Short task:
Can you carry on the patent description of the automotive microphone network below, picking up after its last sentence?

Excerpted text:
BRIEF DESCRIPTION OF THE DRAWINGS
[0013] A better understanding of the present invention will be had
upon reference to the following description in conjunction with the
accompanying drawings.
[0014] FIG. 1 is a block diagram of one embodiment of an automotive
microphone network arrangement of the present invention.
[0015] FIG. 2 is a flow chart of one embodiment of an audio method
of the present invention for a motor vehicle.
DETAILED DESCRIPTION OF THE PREFERRED EMBODIMENTS
[0016] FIG. 1 illustrates one embodiment of an automotive
microphone network arrangement 10 of the present invention in a
motor vehicle 11. Arrangement 10 includes a central processor 12, a
first permanently installed microphone 14, a second permanently
installed microphone 16, a first brought-in electronic device 18, a
second brought-in electronic device 20, a third brought-in
electronic device 22, and a fourth brought-in electronic device 24.
Brought-in devices 18, 20, 22 and 24 may be any portable electronic
device having a microphone, such as a cell phone, tablet computer,
or laptop computer, for example. Brought-in devices 18, 20, 22 and
24 may be carried into and carried out of vehicle 11 by human
passengers of vehicle 11, perhaps as frequently as at the start and
end of each trip, or at each instance of the engine ignition being
turned on or off.
[0017] Brought-in devices 18, 20, 22 and 24 may transmit respective
audio signals 26, 28, 30 and 32, captured by their respective
microphones, to processor 12. Audio signals 26, 28, 30 and 32 may
be transmitted to processor 12 via a wireless or wired audio
transfer connection.
[0018] Processor 12 may request a steady audio stream from each of
brought-in devices 18, 20, 22 and 24, just as if these devices were
microphones built into vehicle 11. Processor 12 may then use this
additional microphone data to perform advanced audio processing
such as noise cancellation, in-car communication, etc.
[0019] FIG. 2 illustrates one embodiment of an audio method 200 of
the present invention for a motor vehicle. In a first step 202, at
least one first microphone is permanently installed in the motor
vehicle. For example, microphones 14, 16 may be permanently
installed in a dashboard, instrument cluster, console, or steering
wheel of vehicle 11.
[0020] Next, in step 204, a first microphone signal is received
from the first microphone. For example, a signal from one of
microphones 14, 16 may be received by processor 12.

Given entries:
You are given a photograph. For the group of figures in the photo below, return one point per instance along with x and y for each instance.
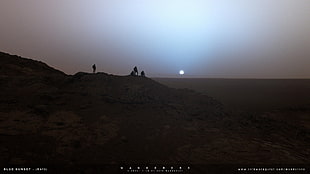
(135, 72)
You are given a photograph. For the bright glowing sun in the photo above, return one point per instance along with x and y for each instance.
(181, 72)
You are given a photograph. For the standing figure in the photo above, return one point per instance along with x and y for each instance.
(142, 74)
(135, 69)
(94, 68)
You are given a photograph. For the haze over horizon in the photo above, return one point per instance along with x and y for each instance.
(226, 39)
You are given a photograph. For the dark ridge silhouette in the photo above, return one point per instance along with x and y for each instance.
(50, 118)
(16, 65)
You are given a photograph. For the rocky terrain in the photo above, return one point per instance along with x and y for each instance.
(50, 118)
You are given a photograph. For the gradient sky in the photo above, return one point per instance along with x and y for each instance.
(210, 38)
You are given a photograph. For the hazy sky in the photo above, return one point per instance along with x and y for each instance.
(205, 38)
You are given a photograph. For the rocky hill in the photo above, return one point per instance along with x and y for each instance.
(50, 118)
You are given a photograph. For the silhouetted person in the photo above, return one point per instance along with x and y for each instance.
(132, 73)
(135, 69)
(94, 68)
(142, 74)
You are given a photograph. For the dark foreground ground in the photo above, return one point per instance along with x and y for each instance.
(97, 123)
(257, 95)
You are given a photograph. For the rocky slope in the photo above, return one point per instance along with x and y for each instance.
(50, 118)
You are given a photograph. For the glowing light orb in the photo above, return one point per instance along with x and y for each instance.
(181, 72)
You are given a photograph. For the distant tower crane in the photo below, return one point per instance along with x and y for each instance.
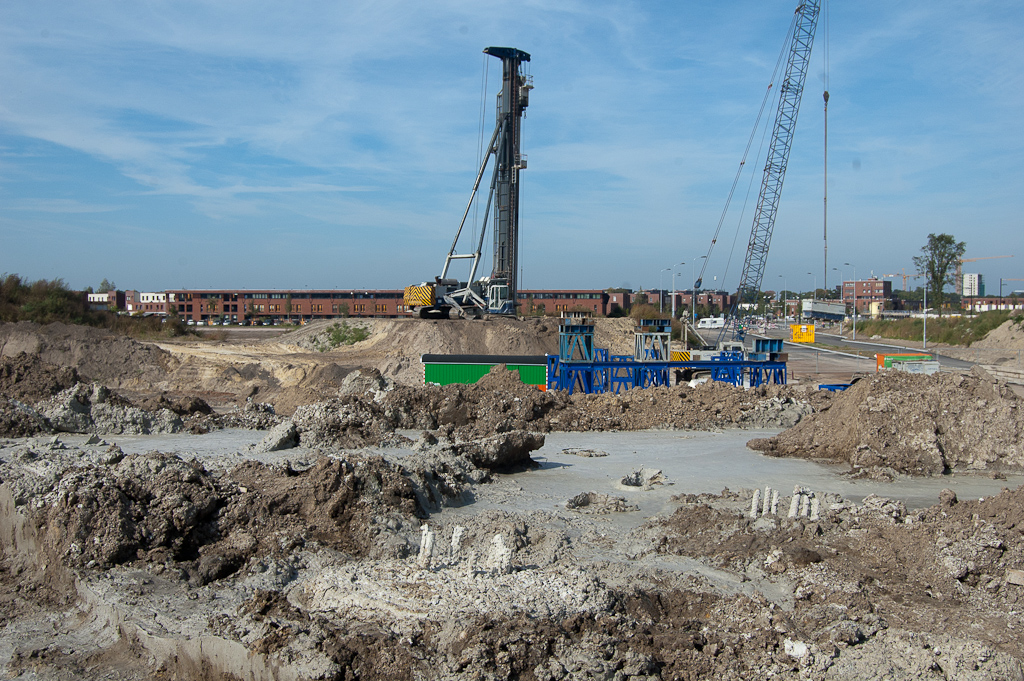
(495, 294)
(791, 93)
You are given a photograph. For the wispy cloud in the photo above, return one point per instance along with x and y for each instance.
(363, 118)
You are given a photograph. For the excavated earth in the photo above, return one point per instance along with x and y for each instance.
(344, 544)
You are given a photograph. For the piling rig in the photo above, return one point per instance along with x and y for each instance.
(496, 294)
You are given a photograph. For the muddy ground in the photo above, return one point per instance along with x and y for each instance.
(315, 554)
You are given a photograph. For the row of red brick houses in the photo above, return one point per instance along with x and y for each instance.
(282, 305)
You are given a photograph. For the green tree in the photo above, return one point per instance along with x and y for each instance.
(938, 262)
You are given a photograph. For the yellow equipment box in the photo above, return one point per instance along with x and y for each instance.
(419, 296)
(802, 333)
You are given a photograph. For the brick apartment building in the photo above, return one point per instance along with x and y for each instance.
(236, 305)
(866, 292)
(552, 301)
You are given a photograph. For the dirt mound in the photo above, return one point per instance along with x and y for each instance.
(1008, 336)
(28, 378)
(863, 576)
(105, 510)
(103, 356)
(91, 408)
(918, 425)
(19, 420)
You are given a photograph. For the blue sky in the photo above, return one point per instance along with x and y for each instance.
(334, 144)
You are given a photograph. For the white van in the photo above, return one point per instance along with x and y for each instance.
(712, 323)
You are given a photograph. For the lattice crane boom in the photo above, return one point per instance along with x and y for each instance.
(791, 92)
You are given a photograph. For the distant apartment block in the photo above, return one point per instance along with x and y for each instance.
(864, 292)
(972, 286)
(110, 300)
(145, 303)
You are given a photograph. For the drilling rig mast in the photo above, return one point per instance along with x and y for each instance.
(495, 294)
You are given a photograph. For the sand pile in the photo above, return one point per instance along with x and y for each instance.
(1008, 336)
(912, 424)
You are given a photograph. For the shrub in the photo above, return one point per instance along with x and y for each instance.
(342, 334)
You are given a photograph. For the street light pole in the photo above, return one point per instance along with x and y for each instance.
(854, 298)
(660, 291)
(924, 341)
(842, 287)
(693, 292)
(673, 268)
(785, 300)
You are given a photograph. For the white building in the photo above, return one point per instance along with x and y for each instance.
(972, 286)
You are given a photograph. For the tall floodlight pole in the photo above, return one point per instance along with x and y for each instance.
(854, 298)
(674, 288)
(693, 292)
(924, 340)
(660, 291)
(785, 300)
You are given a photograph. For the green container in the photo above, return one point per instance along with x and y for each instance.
(471, 373)
(888, 359)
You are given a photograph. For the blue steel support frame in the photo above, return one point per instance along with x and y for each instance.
(616, 373)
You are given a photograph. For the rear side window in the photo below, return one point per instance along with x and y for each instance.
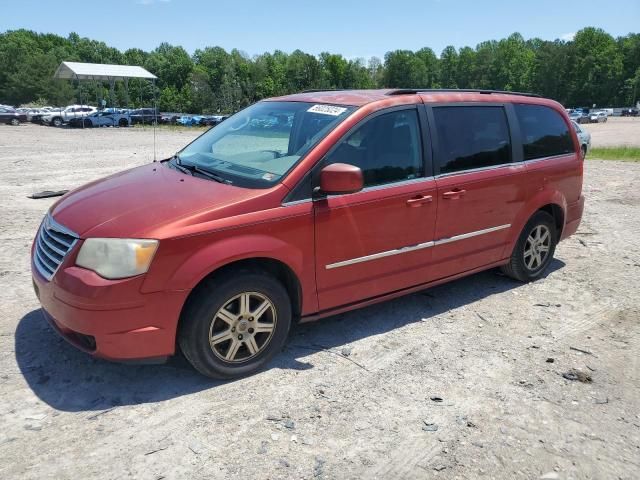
(471, 137)
(544, 132)
(387, 148)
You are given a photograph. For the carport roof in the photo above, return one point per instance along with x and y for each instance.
(100, 71)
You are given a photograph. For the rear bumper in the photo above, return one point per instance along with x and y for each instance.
(574, 216)
(110, 319)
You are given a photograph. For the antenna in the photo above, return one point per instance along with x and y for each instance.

Answer to the exercise:
[0021] In a next step 206, communication is established with a
personal mobile electronic device brought into a passenger
compartment of the motor vehicle by a human user. The personal
mobile electronic device has a second microphone. For example,
brought-in devices 18, 20, 22 and 24 may be communicatively coupled
to processor 12 via a wireless or wired audio transfer connection.
Each of brought-in devices 18, 20, 22 and 24 may have its own
respective microphone.
[0022] In step 208, a second microphone signal is received from the
second microphone. For example, processor 12 may receive audio
signals 26, 28, 30 and 32 based on the sounds captured by the
microphones of respective brought-in devices 18, 20, 22 and 24.
[0023] In a final step 210, advanced audio processing is performed
dependent upon the first microphone signal and the second
microphone signal. For example, processor 12 may use a steady audio
stream from the microphones of each of brought-in devices 18, 20,
22 and 24 as well as steady audio streams from
permanently-installed microphones 14, 16 to perform advanced audio
processing such as noise cancellation, in-car communication,
etc.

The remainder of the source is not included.